» PROVIDED INFORMATION
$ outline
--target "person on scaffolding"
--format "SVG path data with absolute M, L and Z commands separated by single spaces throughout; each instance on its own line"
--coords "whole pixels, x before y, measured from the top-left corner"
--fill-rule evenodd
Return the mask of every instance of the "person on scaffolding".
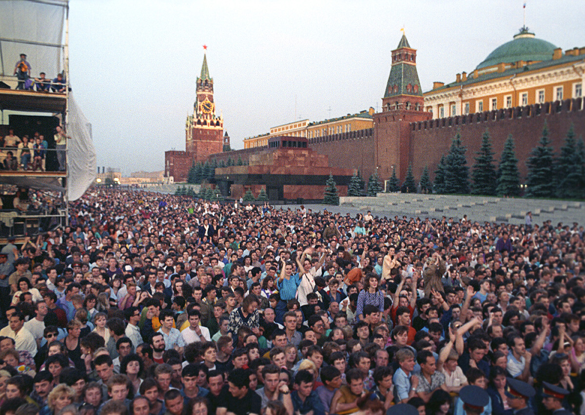
M 64 172 L 66 167 L 66 150 L 67 148 L 67 139 L 71 139 L 65 133 L 60 125 L 56 128 L 57 133 L 54 135 L 55 148 L 57 149 L 57 161 L 59 162 L 59 171 Z
M 26 55 L 20 54 L 20 60 L 14 67 L 14 74 L 18 78 L 17 90 L 26 90 L 25 83 L 30 77 L 30 64 L 26 61 Z

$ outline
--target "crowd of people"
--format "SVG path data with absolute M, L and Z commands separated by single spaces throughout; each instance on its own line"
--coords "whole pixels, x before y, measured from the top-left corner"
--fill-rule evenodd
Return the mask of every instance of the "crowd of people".
M 67 167 L 67 140 L 71 137 L 63 128 L 55 128 L 53 139 L 55 142 L 58 170 L 64 172 Z M 31 170 L 44 172 L 46 169 L 47 153 L 50 150 L 49 143 L 42 134 L 35 132 L 30 138 L 25 135 L 22 138 L 14 133 L 11 128 L 4 140 L 0 137 L 0 170 Z
M 0 415 L 584 414 L 578 224 L 90 189 L 0 250 Z
M 38 78 L 33 78 L 31 77 L 32 68 L 30 64 L 26 60 L 26 54 L 21 53 L 20 59 L 14 66 L 13 74 L 18 79 L 17 90 L 35 91 L 36 89 L 37 92 L 61 94 L 66 92 L 67 82 L 63 74 L 57 74 L 56 77 L 50 79 L 46 77 L 47 74 L 44 72 L 40 72 Z

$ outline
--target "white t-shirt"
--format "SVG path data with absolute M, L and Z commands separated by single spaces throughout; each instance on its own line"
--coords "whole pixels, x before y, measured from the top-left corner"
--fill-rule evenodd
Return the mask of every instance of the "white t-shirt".
M 40 340 L 43 338 L 43 333 L 44 331 L 44 321 L 39 321 L 36 318 L 33 318 L 25 323 L 25 328 L 30 332 L 35 340 Z
M 191 326 L 189 326 L 181 332 L 181 335 L 183 336 L 183 340 L 185 341 L 185 344 L 190 344 L 195 341 L 211 341 L 211 336 L 209 335 L 209 329 L 202 325 L 199 326 L 199 328 L 201 330 L 201 337 L 197 335 L 197 334 L 195 332 L 195 330 L 191 329 Z

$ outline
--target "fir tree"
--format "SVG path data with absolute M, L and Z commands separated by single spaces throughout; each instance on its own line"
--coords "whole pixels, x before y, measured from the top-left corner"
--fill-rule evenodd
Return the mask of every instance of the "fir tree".
M 201 183 L 201 180 L 203 179 L 202 173 L 203 167 L 201 166 L 201 163 L 198 163 L 195 166 L 195 183 L 198 184 Z
M 414 180 L 414 175 L 412 174 L 412 164 L 408 164 L 408 170 L 407 171 L 406 179 L 404 179 L 404 184 L 402 187 L 402 193 L 416 193 L 417 182 Z
M 362 177 L 359 170 L 357 170 L 357 177 L 360 179 L 360 191 L 361 195 L 363 194 L 363 190 L 366 188 L 366 181 L 364 180 L 364 178 Z
M 347 189 L 348 196 L 361 196 L 362 189 L 360 188 L 360 178 L 357 173 L 354 173 L 349 182 L 349 188 Z
M 502 150 L 500 166 L 498 167 L 495 194 L 503 196 L 518 196 L 520 194 L 520 174 L 518 171 L 518 159 L 514 152 L 514 139 L 508 136 Z
M 472 179 L 472 194 L 493 196 L 495 194 L 495 168 L 494 167 L 494 152 L 487 130 L 481 137 L 481 146 L 476 154 Z
M 429 177 L 429 168 L 425 166 L 421 177 L 421 191 L 423 193 L 431 193 L 432 191 L 433 184 Z
M 583 160 L 577 150 L 573 125 L 567 132 L 555 164 L 556 196 L 572 199 L 580 197 L 583 190 Z
M 433 183 L 433 186 L 436 193 L 445 193 L 445 170 L 446 168 L 445 159 L 445 156 L 441 156 L 437 169 L 435 172 L 435 183 Z
M 339 204 L 339 195 L 337 193 L 336 184 L 335 181 L 333 180 L 333 176 L 331 174 L 325 183 L 323 203 L 326 205 Z
M 380 184 L 380 179 L 378 177 L 378 172 L 376 172 L 370 176 L 367 181 L 367 196 L 375 197 L 381 191 L 382 186 Z
M 583 137 L 580 137 L 579 140 L 577 142 L 576 148 L 575 152 L 577 153 L 579 160 L 577 163 L 579 165 L 579 170 L 581 173 L 581 194 L 579 197 L 580 199 L 583 199 L 585 198 L 585 142 L 583 142 Z
M 250 189 L 248 189 L 247 191 L 246 192 L 246 194 L 244 194 L 243 199 L 245 202 L 254 201 L 254 195 L 252 194 L 252 191 L 250 190 Z
M 188 183 L 197 183 L 195 180 L 197 180 L 197 174 L 195 172 L 197 168 L 195 167 L 195 160 L 193 160 L 193 163 L 191 165 L 191 169 L 189 169 L 189 173 L 187 176 L 187 182 Z
M 400 190 L 400 180 L 398 178 L 398 176 L 396 176 L 396 168 L 394 166 L 392 166 L 392 176 L 388 181 L 387 186 L 388 187 L 388 191 L 390 193 L 393 193 Z
M 266 201 L 268 200 L 268 195 L 266 194 L 266 191 L 264 190 L 264 187 L 260 190 L 260 193 L 258 194 L 258 198 L 256 200 L 259 200 L 261 201 Z
M 209 163 L 206 161 L 205 163 L 203 165 L 203 169 L 201 170 L 201 182 L 202 183 L 204 180 L 207 180 L 209 175 Z
M 465 148 L 461 142 L 461 135 L 457 131 L 445 158 L 444 193 L 462 194 L 469 193 L 467 163 Z
M 545 122 L 542 136 L 538 145 L 531 152 L 526 160 L 528 174 L 526 178 L 526 196 L 528 197 L 551 197 L 555 196 L 554 165 L 552 148 Z
M 218 160 L 214 159 L 209 163 L 209 171 L 207 174 L 207 180 L 212 180 L 215 178 L 215 168 L 218 166 Z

» REQUIRED WORK
Return all of the entries exactly as written, but drop any pictures they hold.

» OUTPUT BELOW
$ outline
--target "person on scaffolding"
--format "SVG path data with absolute M, L and Z commands separated by single spaces throughout; each instance on its own line"
--coords "whole pixels, x before y, measured from the top-left corner"
--fill-rule evenodd
Return the mask of every instance of the "person on scaffolding".
M 64 172 L 66 167 L 66 150 L 67 148 L 67 139 L 71 139 L 65 133 L 60 125 L 56 128 L 57 133 L 54 135 L 55 148 L 57 149 L 57 161 L 59 162 L 59 171 Z
M 26 55 L 20 54 L 20 60 L 14 67 L 14 74 L 18 78 L 17 90 L 26 90 L 25 83 L 30 77 L 30 64 L 26 61 Z

$ outline
--target "crowd of people"
--format "SVG path data with absolute M, L and Z commands separated by single spaces throughout; each instance on its own line"
--coords "whole pixels, x before y, measured from the top-left corner"
--fill-rule evenodd
Return the mask of every instance of the "crowd of people".
M 67 167 L 67 140 L 71 137 L 63 128 L 55 128 L 53 139 L 55 142 L 58 170 L 64 172 Z M 31 170 L 44 172 L 46 169 L 47 153 L 50 150 L 49 143 L 42 134 L 35 132 L 30 138 L 25 135 L 22 138 L 14 133 L 11 128 L 4 140 L 0 137 L 0 170 Z
M 0 415 L 584 414 L 578 224 L 90 189 L 0 250 Z
M 38 78 L 33 78 L 31 77 L 32 68 L 30 64 L 26 60 L 26 54 L 21 53 L 20 59 L 14 66 L 13 74 L 18 79 L 17 90 L 35 91 L 36 89 L 37 92 L 61 94 L 66 92 L 67 82 L 63 74 L 57 74 L 56 77 L 50 79 L 46 77 L 47 74 L 44 72 L 40 72 Z

$ outline
--target "white t-shirt"
--format "SVG path data with absolute M, L and Z commands separated by single spaces throughout; each instance on its own line"
--coords "whole pixels, x before y, measured from the top-left corner"
--fill-rule evenodd
Return the mask of every instance of the "white t-shirt".
M 40 340 L 43 338 L 43 333 L 44 331 L 44 321 L 39 321 L 36 318 L 33 318 L 25 323 L 25 328 L 30 332 L 35 340 Z
M 191 326 L 189 326 L 181 332 L 181 335 L 183 336 L 183 340 L 185 341 L 185 344 L 190 344 L 195 341 L 211 341 L 211 336 L 209 335 L 209 329 L 202 325 L 199 326 L 199 328 L 201 330 L 201 337 L 197 335 L 197 334 L 195 332 L 195 330 L 191 329 Z

$ outline
--target "fir tree"
--format "SVG path data with absolute M, L and Z commands separated by single spaces throughout; each instance on its own line"
--coords "whole pixels, x before y, measured from the top-left corner"
--fill-rule evenodd
Return the mask of every instance of the "fir tree".
M 201 183 L 201 180 L 203 179 L 202 173 L 203 167 L 201 166 L 201 163 L 198 163 L 195 166 L 195 183 L 198 184 Z
M 414 180 L 414 175 L 412 174 L 412 164 L 408 164 L 408 170 L 407 171 L 406 179 L 404 179 L 404 184 L 402 187 L 402 193 L 416 193 L 417 182 Z
M 362 177 L 359 170 L 357 170 L 357 177 L 360 179 L 360 191 L 361 195 L 363 194 L 363 190 L 366 188 L 366 181 L 364 180 L 364 178 Z
M 347 189 L 348 196 L 361 196 L 362 189 L 360 188 L 360 178 L 357 173 L 354 173 L 349 182 L 349 188 Z
M 502 150 L 500 166 L 498 167 L 495 194 L 503 196 L 518 196 L 520 194 L 520 174 L 518 171 L 518 159 L 514 152 L 514 139 L 508 136 Z
M 472 179 L 472 194 L 493 196 L 495 194 L 495 168 L 494 167 L 494 152 L 487 130 L 481 137 L 481 146 L 476 154 Z
M 429 177 L 429 168 L 425 166 L 421 177 L 421 191 L 423 193 L 431 193 L 432 191 L 433 184 Z
M 583 160 L 577 150 L 573 125 L 567 132 L 555 164 L 556 196 L 572 199 L 580 197 L 583 190 Z
M 433 183 L 433 186 L 436 193 L 445 193 L 445 170 L 446 168 L 445 159 L 445 156 L 441 156 L 437 169 L 435 172 L 435 183 Z
M 339 204 L 339 195 L 337 193 L 336 184 L 335 181 L 333 180 L 333 176 L 331 174 L 325 183 L 323 203 L 326 205 Z
M 380 184 L 380 179 L 378 177 L 378 172 L 376 172 L 370 176 L 367 181 L 367 196 L 375 197 L 381 191 L 382 186 Z
M 583 137 L 580 137 L 579 140 L 577 142 L 576 148 L 575 152 L 577 153 L 579 160 L 577 163 L 579 165 L 579 170 L 581 173 L 581 194 L 579 197 L 580 199 L 583 199 L 585 198 L 585 142 L 583 142 Z
M 250 189 L 248 189 L 247 191 L 246 192 L 246 194 L 244 194 L 243 199 L 245 202 L 254 201 L 254 195 L 252 194 L 252 191 L 250 190 Z
M 188 183 L 197 183 L 195 180 L 197 180 L 197 174 L 195 172 L 197 168 L 195 167 L 195 160 L 193 160 L 193 163 L 191 165 L 191 169 L 189 169 L 189 173 L 187 176 L 187 182 Z
M 400 190 L 400 180 L 398 178 L 398 176 L 396 176 L 396 168 L 394 166 L 392 166 L 392 176 L 388 181 L 387 186 L 388 187 L 388 191 L 390 193 L 393 193 Z
M 266 201 L 268 200 L 268 195 L 266 194 L 266 191 L 264 190 L 264 187 L 260 190 L 260 193 L 258 194 L 258 198 L 256 200 L 259 200 L 261 201 Z
M 209 163 L 206 161 L 205 163 L 203 165 L 203 169 L 201 170 L 201 182 L 202 183 L 204 180 L 207 180 L 209 175 Z
M 465 148 L 461 142 L 461 135 L 457 131 L 445 158 L 444 193 L 462 194 L 469 193 L 467 163 Z
M 545 122 L 542 136 L 538 145 L 531 152 L 526 160 L 528 174 L 526 178 L 526 196 L 528 197 L 551 197 L 555 196 L 554 165 L 552 148 Z
M 218 160 L 214 159 L 209 163 L 209 171 L 207 174 L 207 180 L 212 180 L 215 178 L 215 168 L 218 166 Z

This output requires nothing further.